---------- Selected excerpt ----------

What’s in Your Toolbox?

All recruit firefighters receive a toolbox when they come on the job, whether they are paid or volunteer. It is our bag of tricks or, in this case, our learning foundation and experiential resources that keep us effective.

Intuition

We collect tools for our toolbox from what we learn in recruit school and on the job at the firehouse during daily drills and incident scenes. As our experience grows, we eventually add another tool to our toolbox, intuition. This comes with time, experience, and maturity, but only if you are in sync with your intuition and actually listen when it speaks to you. This is the little voice inside that all of us have. Trust your intuition! It’s always right.

Influencing Factors

Over time, a number of factors influence our toolbox including people (co-workers, friends, officers, supervisors, the public, and so forth), what you’ve seen that works and doesn’t work (trial and error; most lessons learned come from the latter), seminar and webinar presentations, trade books and magazines, the National Institute of Standards and Technology (NIST) and Underwriters Laboratories (UL) modern fire studies, the National Institute for Occupational Safety and Health (NIOSH) line-of-duty-death (LODD) investigations, higher level education, and other things you learn along the way. With so many influences, at times we can become confused and overwhelmed in trying to distinguish which influences are truly the ones we should pay attention to.

Our toolbox is our go-to bag. When something works, we tend to stick with it; if it worked once, likely it will work again. However, don’t get stuck in a rut applying the same strategy and tactics to every fire incident or automatically following a department’s culture of operational procedures and training, which may no longer meet today’s fireground requirements. Each fire requires us to do what is right for the call we are on.

Sure, we have standard operating procedures (SOPs) that provide a foundation from which to work—our starting point. Hopefully, you have researched, trained on, and reviewed and updated these SOPs periodically to ensure they provide consistent positive results in most cases for today’s fire challenges. Although SOPs may create a department’s standard practice, every fire is different, and we may need to call an audible from time to time to make and coordinate adjustments as our fire scene dictates. Make sure this information is communicated to all involved. When SOPs no longer meet current day standards on the fireground or anywhere else in our fire departments, we must revise or discontinue them or create new ones to keep them effective and efficient.

Some of the tools in our toolbox come from recognition primed decision making (RPDM), created by Dr. Gary Klein, Sources of Power: How People Make Decisions. As Gordon Graham, risk manager, describes it, “Consider your mind as a ‘hard drive.’ Your daily experiences help load this drive. Everything you do and experience is loaded into your hard drive. When you get involved in any task or incident, your magnificent brain quickly scans your hard drive and looks for a close match.”

Experience

For instance, you learned that when you apply water to a vehicle’s burning engine compartment and it violently throws back blue sparks, you are dealing with a magnesium fire. This requires cautious cooling with water, then final extinguishment with a dry chemical extinguisher or special purpose extinguisher for metal fires. You don’t forget this if you’ve experienced it yourself.

Good Information, Good Calls

If you feed good information into your hard drive, you will generally help to ensure you make the right calls on incident scenes. However, when you face an incident you’ve never experienced before, you will have to fall back on your SOPs, knowledge, experience, and intuition to determine how you will mitigate it. Proceed with caution since you are in unknown territory and are more vulnerable to unknown safety hazards.

---------- Information supplied ----------

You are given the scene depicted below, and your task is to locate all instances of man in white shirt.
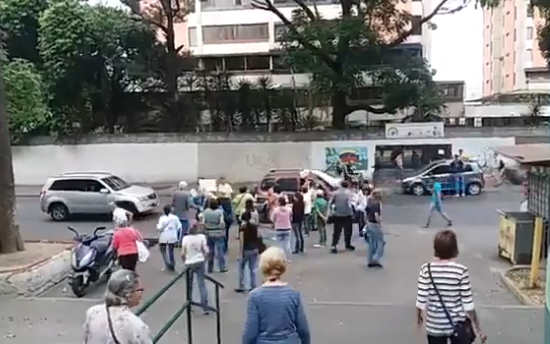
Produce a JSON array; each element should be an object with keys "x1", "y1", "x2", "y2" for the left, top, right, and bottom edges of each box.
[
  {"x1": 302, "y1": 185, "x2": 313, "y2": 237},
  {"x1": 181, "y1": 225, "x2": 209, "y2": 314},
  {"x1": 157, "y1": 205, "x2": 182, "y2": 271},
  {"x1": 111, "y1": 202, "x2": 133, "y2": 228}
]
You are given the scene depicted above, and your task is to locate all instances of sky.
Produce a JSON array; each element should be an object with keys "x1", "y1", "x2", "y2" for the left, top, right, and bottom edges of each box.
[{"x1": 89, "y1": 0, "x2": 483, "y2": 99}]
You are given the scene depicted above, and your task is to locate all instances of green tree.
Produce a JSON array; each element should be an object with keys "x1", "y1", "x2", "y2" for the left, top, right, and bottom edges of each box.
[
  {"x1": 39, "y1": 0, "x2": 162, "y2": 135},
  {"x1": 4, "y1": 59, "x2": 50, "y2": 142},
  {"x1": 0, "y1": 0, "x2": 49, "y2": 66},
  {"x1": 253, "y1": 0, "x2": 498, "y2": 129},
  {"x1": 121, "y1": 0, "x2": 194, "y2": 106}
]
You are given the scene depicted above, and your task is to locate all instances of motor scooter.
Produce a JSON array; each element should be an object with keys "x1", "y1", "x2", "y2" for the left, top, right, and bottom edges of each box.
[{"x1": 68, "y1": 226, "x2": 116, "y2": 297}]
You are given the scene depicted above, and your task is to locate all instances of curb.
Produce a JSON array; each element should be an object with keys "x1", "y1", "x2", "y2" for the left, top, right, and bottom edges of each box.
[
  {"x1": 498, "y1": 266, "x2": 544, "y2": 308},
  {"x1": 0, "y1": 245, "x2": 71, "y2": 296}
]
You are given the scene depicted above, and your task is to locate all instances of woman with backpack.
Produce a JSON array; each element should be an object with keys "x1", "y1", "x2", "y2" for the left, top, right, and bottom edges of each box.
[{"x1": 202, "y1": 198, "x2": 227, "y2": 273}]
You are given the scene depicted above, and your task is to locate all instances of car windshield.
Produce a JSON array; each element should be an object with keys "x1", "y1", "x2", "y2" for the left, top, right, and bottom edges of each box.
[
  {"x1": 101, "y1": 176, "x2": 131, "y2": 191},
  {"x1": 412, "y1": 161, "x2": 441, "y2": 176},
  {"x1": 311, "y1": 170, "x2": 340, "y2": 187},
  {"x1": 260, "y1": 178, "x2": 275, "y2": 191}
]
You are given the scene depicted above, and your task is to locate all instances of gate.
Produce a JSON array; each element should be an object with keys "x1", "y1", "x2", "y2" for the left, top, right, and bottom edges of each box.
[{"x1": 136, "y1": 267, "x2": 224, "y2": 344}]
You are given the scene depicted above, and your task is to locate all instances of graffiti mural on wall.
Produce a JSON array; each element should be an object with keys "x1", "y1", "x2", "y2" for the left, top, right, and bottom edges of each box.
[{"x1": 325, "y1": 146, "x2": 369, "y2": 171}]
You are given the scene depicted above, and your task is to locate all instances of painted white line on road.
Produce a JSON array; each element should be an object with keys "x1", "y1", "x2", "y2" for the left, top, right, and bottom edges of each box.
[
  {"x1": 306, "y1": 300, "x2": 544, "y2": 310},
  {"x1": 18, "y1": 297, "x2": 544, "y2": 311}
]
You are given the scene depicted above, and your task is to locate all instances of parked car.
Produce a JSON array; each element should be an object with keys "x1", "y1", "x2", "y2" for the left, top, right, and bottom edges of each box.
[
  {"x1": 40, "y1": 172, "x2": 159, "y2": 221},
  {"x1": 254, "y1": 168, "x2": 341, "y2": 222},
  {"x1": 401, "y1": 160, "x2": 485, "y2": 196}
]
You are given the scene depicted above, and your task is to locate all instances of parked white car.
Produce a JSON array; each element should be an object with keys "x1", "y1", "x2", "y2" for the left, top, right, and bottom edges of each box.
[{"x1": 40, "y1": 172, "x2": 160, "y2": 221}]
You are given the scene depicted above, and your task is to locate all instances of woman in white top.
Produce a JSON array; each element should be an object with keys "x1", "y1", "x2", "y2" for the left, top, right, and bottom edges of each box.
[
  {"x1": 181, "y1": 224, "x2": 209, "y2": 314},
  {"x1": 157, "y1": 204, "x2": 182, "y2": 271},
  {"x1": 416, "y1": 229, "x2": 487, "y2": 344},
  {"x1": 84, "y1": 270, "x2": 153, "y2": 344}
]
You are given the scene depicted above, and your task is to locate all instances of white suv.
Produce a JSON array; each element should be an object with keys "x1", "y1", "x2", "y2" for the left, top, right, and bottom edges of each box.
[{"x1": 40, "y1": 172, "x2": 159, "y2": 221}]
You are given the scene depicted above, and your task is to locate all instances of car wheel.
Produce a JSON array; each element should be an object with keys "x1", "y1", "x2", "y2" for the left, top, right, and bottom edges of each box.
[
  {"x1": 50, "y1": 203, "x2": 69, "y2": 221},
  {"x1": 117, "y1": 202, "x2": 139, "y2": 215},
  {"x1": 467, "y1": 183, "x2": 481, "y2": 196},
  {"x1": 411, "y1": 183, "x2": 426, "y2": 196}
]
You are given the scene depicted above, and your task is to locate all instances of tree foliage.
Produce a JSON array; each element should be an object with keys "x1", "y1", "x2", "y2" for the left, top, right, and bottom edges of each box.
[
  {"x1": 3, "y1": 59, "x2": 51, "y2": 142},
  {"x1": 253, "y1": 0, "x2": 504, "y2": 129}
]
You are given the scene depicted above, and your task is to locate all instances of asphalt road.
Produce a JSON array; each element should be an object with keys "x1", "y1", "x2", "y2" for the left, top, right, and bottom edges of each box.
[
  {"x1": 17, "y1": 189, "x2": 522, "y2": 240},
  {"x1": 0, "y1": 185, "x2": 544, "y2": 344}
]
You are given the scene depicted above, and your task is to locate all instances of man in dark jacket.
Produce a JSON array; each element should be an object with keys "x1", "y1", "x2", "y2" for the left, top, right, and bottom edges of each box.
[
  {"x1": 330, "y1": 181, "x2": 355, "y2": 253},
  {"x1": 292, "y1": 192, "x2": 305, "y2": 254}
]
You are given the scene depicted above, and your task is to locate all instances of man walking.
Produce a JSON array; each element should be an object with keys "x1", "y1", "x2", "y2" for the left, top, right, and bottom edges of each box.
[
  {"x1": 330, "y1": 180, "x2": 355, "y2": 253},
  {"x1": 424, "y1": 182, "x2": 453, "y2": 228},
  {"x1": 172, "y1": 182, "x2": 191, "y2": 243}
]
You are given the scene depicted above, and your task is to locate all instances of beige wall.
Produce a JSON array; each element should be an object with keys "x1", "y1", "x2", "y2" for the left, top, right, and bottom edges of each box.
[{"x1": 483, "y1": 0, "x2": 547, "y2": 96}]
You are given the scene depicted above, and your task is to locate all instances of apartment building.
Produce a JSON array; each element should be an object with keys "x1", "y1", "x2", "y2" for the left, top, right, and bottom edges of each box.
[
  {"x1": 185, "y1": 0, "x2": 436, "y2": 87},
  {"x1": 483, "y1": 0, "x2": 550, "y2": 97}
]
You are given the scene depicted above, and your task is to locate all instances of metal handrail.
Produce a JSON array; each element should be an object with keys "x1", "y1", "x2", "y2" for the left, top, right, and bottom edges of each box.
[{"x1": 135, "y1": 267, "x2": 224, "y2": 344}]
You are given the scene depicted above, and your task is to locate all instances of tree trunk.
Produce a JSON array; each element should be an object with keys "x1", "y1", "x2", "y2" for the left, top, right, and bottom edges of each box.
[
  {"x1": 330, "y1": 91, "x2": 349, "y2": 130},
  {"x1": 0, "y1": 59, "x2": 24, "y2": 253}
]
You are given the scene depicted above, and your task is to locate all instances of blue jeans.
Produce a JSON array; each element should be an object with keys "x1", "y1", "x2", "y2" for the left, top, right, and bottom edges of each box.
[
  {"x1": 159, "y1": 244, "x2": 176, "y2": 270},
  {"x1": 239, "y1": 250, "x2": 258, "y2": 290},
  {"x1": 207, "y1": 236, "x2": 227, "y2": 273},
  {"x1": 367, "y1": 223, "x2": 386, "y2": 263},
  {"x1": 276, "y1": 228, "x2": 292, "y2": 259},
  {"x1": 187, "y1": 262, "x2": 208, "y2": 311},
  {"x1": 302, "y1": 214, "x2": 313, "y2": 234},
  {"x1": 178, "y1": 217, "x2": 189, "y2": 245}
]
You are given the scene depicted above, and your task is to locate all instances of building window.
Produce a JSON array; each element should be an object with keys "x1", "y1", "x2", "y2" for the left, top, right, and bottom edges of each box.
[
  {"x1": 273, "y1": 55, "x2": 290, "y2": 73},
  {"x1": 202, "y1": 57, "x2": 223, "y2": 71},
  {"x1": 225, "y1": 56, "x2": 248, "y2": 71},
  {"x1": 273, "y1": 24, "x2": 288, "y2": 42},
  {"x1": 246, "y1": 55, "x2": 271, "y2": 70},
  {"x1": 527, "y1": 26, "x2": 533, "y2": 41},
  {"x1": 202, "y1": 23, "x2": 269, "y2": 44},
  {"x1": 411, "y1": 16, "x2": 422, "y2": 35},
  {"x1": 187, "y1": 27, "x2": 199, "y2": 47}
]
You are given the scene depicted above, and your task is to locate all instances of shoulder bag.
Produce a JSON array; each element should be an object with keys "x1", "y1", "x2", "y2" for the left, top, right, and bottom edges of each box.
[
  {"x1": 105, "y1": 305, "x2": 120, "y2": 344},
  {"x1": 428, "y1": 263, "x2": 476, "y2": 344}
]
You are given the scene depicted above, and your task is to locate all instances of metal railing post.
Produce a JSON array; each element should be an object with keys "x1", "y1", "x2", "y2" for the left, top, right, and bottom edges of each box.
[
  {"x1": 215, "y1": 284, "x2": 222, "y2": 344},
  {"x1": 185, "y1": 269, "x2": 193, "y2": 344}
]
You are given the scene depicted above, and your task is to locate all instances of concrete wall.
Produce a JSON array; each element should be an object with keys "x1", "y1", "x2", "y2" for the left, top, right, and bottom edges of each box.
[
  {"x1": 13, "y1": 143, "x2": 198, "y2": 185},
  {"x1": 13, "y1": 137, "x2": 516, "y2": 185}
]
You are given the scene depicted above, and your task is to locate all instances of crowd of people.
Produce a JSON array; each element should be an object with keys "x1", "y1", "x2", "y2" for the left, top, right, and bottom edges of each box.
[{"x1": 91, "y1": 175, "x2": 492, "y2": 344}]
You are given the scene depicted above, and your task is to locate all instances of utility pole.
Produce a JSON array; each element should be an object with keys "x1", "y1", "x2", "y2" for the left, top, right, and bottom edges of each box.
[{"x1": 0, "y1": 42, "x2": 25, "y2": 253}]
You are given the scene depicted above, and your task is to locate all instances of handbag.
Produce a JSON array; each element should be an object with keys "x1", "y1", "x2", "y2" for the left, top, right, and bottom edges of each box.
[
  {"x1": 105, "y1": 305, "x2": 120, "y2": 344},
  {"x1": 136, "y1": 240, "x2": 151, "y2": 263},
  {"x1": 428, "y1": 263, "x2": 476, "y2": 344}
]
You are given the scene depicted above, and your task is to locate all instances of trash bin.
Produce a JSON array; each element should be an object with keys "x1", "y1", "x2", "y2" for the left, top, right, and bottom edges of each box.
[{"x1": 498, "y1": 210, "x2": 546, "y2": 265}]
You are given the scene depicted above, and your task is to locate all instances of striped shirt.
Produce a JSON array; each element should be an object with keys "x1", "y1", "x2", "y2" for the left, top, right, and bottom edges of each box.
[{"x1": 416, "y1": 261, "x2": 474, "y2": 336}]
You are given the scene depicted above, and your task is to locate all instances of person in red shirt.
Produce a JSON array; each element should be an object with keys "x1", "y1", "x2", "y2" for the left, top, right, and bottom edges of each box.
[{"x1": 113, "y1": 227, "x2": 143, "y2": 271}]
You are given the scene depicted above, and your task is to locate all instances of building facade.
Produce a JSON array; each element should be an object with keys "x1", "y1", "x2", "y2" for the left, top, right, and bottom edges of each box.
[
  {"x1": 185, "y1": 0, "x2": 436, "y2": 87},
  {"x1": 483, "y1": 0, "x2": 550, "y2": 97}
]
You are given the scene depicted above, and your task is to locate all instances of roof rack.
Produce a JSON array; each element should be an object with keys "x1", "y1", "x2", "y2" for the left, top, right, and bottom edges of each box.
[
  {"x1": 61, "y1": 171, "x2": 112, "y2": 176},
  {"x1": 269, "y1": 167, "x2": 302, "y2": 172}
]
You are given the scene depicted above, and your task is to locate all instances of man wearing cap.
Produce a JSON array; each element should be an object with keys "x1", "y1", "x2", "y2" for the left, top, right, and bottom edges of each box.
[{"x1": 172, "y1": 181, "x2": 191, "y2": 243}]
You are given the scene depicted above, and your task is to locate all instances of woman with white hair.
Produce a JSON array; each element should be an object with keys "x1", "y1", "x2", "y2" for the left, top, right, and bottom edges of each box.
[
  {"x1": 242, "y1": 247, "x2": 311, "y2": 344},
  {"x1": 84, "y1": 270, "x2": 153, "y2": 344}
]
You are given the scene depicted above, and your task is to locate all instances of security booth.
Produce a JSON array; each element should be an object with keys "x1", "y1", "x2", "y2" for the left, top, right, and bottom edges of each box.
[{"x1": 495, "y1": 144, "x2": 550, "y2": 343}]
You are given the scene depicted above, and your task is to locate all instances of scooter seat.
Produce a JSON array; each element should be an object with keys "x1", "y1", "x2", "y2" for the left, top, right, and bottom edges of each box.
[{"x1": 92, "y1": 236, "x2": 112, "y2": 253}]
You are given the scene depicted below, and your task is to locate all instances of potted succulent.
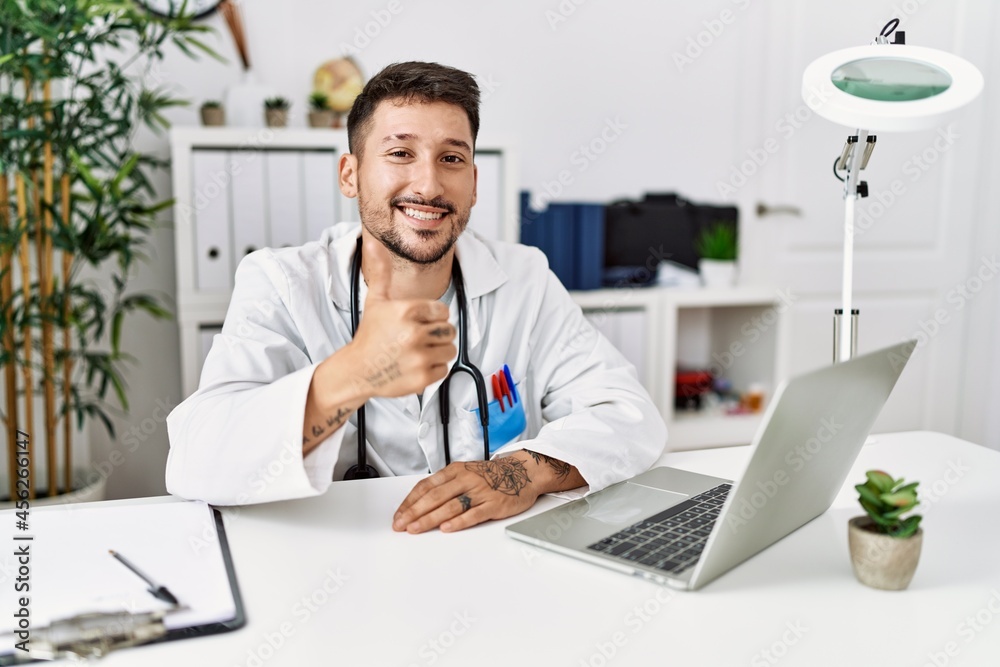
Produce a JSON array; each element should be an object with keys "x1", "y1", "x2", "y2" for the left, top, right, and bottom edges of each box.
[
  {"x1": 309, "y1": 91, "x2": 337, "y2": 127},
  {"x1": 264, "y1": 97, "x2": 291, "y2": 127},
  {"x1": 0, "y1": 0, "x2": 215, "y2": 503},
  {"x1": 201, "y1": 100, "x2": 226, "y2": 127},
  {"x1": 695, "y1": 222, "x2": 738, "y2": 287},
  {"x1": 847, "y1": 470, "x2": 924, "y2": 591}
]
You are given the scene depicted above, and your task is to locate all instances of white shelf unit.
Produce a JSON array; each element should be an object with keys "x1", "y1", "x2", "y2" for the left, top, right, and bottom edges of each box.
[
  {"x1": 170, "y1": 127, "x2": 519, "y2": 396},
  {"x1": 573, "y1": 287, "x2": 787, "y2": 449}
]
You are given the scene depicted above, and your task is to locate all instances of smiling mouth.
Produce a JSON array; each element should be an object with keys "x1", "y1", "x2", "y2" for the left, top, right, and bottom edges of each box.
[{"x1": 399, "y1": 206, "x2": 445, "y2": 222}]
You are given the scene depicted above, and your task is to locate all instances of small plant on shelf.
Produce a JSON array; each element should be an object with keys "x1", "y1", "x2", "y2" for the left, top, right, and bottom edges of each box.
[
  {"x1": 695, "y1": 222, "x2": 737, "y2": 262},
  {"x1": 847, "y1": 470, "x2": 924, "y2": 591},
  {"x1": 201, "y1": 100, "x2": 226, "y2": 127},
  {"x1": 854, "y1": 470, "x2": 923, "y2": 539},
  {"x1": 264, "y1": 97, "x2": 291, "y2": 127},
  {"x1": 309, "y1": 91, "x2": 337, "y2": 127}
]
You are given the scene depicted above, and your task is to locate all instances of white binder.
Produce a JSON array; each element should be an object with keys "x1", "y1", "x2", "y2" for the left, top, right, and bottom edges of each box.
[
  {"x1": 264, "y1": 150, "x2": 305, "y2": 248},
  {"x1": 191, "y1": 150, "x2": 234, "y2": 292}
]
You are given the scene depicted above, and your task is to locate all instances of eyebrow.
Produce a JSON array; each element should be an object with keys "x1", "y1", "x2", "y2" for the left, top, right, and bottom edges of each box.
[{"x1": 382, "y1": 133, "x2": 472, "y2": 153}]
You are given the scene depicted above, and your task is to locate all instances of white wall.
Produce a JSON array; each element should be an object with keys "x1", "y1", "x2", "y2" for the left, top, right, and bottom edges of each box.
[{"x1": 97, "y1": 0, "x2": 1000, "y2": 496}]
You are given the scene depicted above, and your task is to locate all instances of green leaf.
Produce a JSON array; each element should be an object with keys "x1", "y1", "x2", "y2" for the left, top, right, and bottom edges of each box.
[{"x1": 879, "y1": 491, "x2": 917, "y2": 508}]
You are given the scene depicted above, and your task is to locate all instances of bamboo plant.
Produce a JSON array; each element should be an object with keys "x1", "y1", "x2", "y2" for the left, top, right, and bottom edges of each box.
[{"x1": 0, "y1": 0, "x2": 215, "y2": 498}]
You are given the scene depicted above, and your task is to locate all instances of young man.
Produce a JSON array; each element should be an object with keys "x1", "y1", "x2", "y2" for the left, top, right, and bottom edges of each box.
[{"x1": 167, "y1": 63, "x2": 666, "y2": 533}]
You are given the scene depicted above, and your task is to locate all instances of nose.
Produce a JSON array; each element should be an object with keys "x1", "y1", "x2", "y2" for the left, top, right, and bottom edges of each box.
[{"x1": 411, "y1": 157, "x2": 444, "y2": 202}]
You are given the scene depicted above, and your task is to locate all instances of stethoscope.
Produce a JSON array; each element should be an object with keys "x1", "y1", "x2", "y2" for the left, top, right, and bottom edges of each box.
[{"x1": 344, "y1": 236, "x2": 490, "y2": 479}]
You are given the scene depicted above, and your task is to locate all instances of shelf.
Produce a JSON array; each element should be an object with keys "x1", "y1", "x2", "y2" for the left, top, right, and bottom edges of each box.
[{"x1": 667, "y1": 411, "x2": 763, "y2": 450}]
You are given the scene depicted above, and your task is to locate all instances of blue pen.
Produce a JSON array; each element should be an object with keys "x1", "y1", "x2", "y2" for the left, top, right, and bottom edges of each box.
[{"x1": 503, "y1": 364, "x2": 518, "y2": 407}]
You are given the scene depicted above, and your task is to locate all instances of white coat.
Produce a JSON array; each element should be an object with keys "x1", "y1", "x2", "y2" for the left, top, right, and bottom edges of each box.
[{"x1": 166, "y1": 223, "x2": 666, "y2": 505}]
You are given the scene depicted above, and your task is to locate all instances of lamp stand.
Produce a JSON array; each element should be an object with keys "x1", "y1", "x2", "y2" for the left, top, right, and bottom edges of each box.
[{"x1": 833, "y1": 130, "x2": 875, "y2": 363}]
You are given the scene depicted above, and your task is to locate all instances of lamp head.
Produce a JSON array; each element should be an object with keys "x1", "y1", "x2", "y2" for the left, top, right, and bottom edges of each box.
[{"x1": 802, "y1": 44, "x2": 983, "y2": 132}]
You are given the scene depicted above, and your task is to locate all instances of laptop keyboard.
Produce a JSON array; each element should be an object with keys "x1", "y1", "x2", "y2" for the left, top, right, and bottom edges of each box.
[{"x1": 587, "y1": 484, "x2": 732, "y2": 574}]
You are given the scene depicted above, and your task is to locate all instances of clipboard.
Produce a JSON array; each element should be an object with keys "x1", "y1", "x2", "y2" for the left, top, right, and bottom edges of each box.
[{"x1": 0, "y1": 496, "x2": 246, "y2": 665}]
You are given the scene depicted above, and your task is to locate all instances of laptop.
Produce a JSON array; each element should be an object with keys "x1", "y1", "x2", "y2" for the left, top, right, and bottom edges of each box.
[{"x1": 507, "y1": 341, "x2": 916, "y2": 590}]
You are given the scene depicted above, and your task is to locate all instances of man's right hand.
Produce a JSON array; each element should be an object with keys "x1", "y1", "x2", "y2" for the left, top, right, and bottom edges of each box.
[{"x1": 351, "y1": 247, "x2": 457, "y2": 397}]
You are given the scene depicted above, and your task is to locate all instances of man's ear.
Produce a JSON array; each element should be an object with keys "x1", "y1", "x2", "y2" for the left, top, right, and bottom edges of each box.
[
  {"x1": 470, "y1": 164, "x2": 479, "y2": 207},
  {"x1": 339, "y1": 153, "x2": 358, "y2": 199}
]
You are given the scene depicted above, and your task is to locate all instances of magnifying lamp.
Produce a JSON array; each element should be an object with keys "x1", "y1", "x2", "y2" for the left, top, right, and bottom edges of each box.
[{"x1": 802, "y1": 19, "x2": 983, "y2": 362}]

----------

● Tasks and exercises
- 1) Which organizations are named in the firefighter toolbox article?
- 2) Write the next paragraph of the firefighter toolbox article, following on from its last sentence.
The records have no connection to the firefighter toolbox article.

● Written answers
- 1)
- National Institute of Standards and Technology (NIST)
- Underwriters Laboratories (UL)
- National Institute for Occupational Safety and Health (NIOSH)

- 2)
Although RPDM assists us in quickly recognizing like situations so we can make reasonably good defendable decisions, there is a chance our tactics could be accidentally successful. For instance, you have a fire, you put water on it, and it goes out. No one died, no one got hurt. This can often translate to others as a good operation, whether it was or not, that is thought to be worthy of repeating for similar effective results. It’s possible you were just “accidentally successful” and never realized it.

Were We Just Lucky?

Although things may work out on your fire scene, there is always something to be learned through a postincident analysis. You may find the “red flags” you ignored or did not see at all. They are your added dangers, which can multiply within the first few minutes of an incident. Ordinarily, a scene in which the red flags approach seven or more is headed for a catastrophic event if you take no action to reduce and eliminate them. This is illustrated time and time again in NIOSH LODD investigations through the bullet list of main contributing factors.

Suppose that the same mitigation efforts on our successful fire above were used 50 times with the same positive results but on the 51st incident we suffered a catastrophic event. Were our mitigation efforts successful for the first 50 fires or were we simply accidentally successful? The postincident analysis will help identify this, but if we become complacent, ignorant, and arrogant regarding our mitigation efforts, it will eventually catch up to us.

As Bill Carey reported in his online article, “One Out of 93,” one LODD out of 93 occurred on the fireground that year and “2017 went as the years before it ended, with most the names of the fallen having succumbed to heart attacks, stress, and overexertion.” This suggests we may be operating more safely on the fireground, but perhaps we are neglecting our physical conditioning and other health and medical wellness programs. Regardless, 93 deaths out of the total number of active firefighters may not seem high, but it is 93 too many. I’m sure the family members of those lost would agree. We should not let our guard down on the fire scene because the numbers indicate a reduction in fatalities from direct fireground-related operations like fire attack, searching, and rooftop ventilation. What if, only by the grace of God, we just lucked out in many cases?

Over the past several years, the UL and NIST studies have flipped some of what we thought to be true in the fire service as it relates to our strategy and tactics and modern fire dynamics for good reason. At its core, the studies’ results provide clear and illustrative proof, in real time, that understanding modern fire dynamics and modern fire attack principles leads to more effective, efficient, and safe operations. These empirical data are based in science and cannot be denied. Studies were conducted in real-world residential settings where firefighters’ bread-and-butter fires occur and also where firefighter and civilian deaths are more likely to occur.

Update Your Policies

For many years, fire departments across the nation have written operational policies and have trained on procedures that appeared to be created on a solid foundation. As a result of these studies, some of us have realized that this foundation was built from a now dated playbook from which we understood fire behavior, strategy, and tactics differently. However, the NIST/UL studies have provided a new playbook in which the foundation of firefighter learning is from modern fire dynamics and modern fire attack principles. This is the playbook fire departments should be following to create today’s foundation for fireground SOPs and training procedures. This should be a nationally recognized effort to get every fire department on the same page.

Now that we better understand today’s fires and what we need to control our fire scenes, we can work smarter, not harder, and improve operations. More importantly, we should have a very clear understanding of the fire dynamics and air flow paths present at our incidents and of how to strategically address them more effectively, efficiently, and safely.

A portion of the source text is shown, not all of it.